___ Data extract

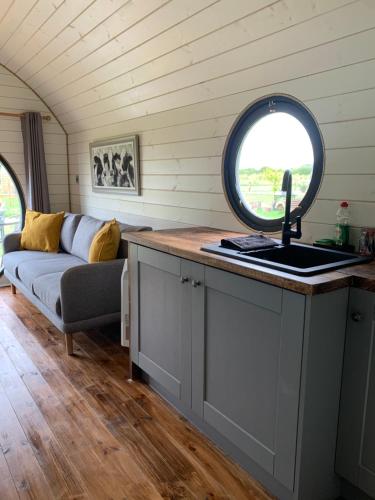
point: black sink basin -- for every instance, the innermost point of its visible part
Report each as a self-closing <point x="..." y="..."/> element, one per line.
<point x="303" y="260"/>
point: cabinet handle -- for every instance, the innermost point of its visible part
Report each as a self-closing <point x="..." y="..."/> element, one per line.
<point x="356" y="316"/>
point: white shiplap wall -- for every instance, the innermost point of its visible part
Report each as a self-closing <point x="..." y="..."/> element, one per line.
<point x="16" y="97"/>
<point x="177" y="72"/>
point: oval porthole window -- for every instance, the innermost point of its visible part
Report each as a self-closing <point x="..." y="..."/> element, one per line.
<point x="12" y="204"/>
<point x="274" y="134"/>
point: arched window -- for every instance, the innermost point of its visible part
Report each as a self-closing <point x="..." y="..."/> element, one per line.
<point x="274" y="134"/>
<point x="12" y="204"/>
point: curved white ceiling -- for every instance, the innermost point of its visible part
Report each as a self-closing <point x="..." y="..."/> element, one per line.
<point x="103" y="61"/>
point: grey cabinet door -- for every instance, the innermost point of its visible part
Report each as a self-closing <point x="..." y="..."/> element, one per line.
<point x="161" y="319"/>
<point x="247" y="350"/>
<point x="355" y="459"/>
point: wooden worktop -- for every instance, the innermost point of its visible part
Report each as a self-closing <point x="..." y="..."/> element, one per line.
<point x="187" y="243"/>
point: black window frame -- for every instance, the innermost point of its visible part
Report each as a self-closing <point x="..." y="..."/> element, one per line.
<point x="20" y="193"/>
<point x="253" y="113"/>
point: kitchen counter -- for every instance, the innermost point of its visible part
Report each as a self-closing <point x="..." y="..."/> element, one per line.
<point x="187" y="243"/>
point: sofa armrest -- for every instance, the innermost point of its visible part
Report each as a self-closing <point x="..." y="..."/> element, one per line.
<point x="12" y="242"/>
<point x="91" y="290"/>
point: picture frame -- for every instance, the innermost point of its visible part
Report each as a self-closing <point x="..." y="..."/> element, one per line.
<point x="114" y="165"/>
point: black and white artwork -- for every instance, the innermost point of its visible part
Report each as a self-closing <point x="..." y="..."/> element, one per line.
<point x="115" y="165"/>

______
___ Data extract

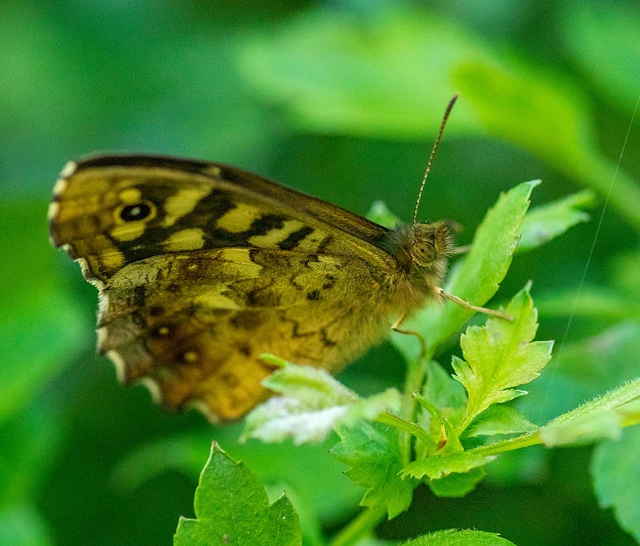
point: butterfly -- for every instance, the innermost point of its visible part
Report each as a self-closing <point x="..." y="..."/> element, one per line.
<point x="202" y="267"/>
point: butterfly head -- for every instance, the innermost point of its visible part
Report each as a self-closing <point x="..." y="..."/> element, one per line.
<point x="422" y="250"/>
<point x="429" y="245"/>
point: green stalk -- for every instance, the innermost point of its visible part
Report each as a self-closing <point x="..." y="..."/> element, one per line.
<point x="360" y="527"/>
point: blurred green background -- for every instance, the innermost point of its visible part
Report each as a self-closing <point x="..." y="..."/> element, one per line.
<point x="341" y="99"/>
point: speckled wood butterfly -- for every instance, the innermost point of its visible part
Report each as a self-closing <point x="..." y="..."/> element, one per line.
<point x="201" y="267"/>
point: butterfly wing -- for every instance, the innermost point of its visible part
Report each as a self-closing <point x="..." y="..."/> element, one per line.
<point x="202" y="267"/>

______

#### Work item:
Work through the material above and count the lines that contain the word "green". Only the number is to be given.

#### Written solution:
2